[Exercise instructions] Would you return every entry, exactly as it is written?

(Stored records)

******************************

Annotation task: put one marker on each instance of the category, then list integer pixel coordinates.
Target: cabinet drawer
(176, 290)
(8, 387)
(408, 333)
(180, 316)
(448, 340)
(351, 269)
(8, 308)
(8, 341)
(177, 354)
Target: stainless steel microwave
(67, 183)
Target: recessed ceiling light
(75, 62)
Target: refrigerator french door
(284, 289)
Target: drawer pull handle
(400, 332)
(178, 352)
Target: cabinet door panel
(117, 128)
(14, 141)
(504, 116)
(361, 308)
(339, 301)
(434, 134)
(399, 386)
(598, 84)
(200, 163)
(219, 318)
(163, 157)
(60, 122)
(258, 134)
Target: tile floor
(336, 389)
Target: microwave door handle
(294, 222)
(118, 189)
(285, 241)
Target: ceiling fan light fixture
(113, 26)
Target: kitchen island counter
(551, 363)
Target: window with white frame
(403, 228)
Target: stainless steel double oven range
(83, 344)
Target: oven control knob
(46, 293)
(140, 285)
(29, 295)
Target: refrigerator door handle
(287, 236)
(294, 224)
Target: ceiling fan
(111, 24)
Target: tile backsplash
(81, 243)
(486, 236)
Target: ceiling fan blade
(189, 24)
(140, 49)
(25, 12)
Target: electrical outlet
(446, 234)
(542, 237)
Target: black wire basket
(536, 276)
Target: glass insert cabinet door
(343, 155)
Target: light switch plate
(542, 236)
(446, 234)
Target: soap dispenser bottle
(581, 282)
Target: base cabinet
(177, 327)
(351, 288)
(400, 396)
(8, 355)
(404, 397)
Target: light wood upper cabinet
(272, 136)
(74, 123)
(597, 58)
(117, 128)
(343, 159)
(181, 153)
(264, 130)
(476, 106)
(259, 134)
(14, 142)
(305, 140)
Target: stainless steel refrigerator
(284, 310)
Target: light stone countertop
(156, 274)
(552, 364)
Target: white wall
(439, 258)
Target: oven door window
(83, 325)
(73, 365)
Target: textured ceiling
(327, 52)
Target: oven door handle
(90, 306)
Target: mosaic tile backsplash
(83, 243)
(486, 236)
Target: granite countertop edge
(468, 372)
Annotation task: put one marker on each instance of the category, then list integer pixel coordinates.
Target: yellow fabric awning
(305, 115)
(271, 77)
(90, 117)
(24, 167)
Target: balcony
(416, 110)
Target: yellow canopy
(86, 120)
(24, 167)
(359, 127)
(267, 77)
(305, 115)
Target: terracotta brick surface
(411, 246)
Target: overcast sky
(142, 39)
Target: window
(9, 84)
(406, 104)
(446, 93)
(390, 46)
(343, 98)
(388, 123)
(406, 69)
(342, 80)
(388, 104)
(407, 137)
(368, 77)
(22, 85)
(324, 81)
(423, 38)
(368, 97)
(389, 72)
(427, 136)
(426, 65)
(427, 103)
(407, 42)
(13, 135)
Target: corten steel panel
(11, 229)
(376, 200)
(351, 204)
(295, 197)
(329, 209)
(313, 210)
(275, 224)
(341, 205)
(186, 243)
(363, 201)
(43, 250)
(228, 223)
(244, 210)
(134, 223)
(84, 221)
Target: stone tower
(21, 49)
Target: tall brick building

******************************

[Response box]
Annotation task: put one marker on each instance of the category, then list integer pixel coordinates.
Target: cabinet drawer
(176, 290)
(8, 387)
(408, 333)
(180, 316)
(448, 340)
(351, 269)
(8, 308)
(8, 341)
(177, 354)
Target: stainless steel microwave
(67, 183)
Target: recessed ceiling light
(75, 62)
Target: refrigerator french door
(284, 289)
Target: drawer pull handle
(400, 332)
(178, 352)
Target: cabinet door panel
(117, 128)
(14, 141)
(504, 116)
(361, 308)
(339, 301)
(434, 134)
(399, 386)
(598, 84)
(200, 163)
(219, 318)
(163, 157)
(60, 122)
(258, 134)
Target: tile floor
(336, 389)
Target: microwave door handle
(294, 222)
(118, 189)
(285, 241)
Target: ceiling fan light fixture
(113, 26)
Target: kitchen island counter
(551, 363)
Target: window with white frame
(403, 228)
Target: stainless steel double oven range
(83, 344)
Target: oven control knob
(46, 293)
(140, 285)
(29, 295)
Target: refrigerator door handle
(287, 236)
(294, 224)
Target: ceiling fan
(111, 24)
Target: tile backsplash
(81, 243)
(486, 236)
Target: ceiling fan blade
(189, 24)
(140, 49)
(25, 12)
Target: electrical outlet
(446, 234)
(542, 237)
Target: black wire basket
(536, 276)
Target: glass insert cabinet door
(343, 155)
Target: light switch plate
(542, 236)
(446, 234)
Target: soap dispenser bottle
(581, 282)
Target: base cabinet
(177, 327)
(351, 288)
(400, 396)
(8, 355)
(404, 397)
Target: light wood upper cabinet
(272, 136)
(74, 123)
(597, 58)
(117, 128)
(343, 159)
(181, 153)
(264, 130)
(476, 106)
(259, 134)
(14, 142)
(305, 140)
Target: stainless steel refrigerator
(284, 310)
Target: light stone countertop
(156, 274)
(552, 364)
Target: white wall
(439, 258)
Target: oven door window
(83, 325)
(73, 365)
Target: textured ceiling
(327, 52)
Target: oven door handle
(90, 306)
Target: mosaic tile backsplash
(83, 243)
(486, 236)
Target: granite countertop edge
(468, 372)
Annotation task: put one marker on each instance of the category, then list integer pixel coordinates.
Target: yellow fabric awning
(305, 115)
(271, 77)
(90, 117)
(24, 167)
Target: balcony
(416, 110)
Target: yellow canopy
(86, 120)
(24, 167)
(359, 127)
(267, 77)
(305, 115)
Target: terracotta brick surface
(411, 246)
Target: overcast sky
(142, 39)
Target: window
(9, 84)
(406, 104)
(446, 93)
(390, 46)
(343, 98)
(388, 123)
(406, 69)
(342, 80)
(388, 104)
(407, 137)
(368, 77)
(22, 85)
(324, 81)
(423, 38)
(368, 97)
(389, 72)
(427, 136)
(426, 65)
(427, 103)
(407, 42)
(13, 135)
Target: corten steel panel
(11, 229)
(376, 200)
(351, 204)
(295, 197)
(329, 209)
(313, 210)
(275, 224)
(341, 205)
(186, 243)
(363, 201)
(43, 250)
(228, 223)
(244, 210)
(134, 223)
(84, 221)
Target: stone tower
(21, 49)
Target: tall brick building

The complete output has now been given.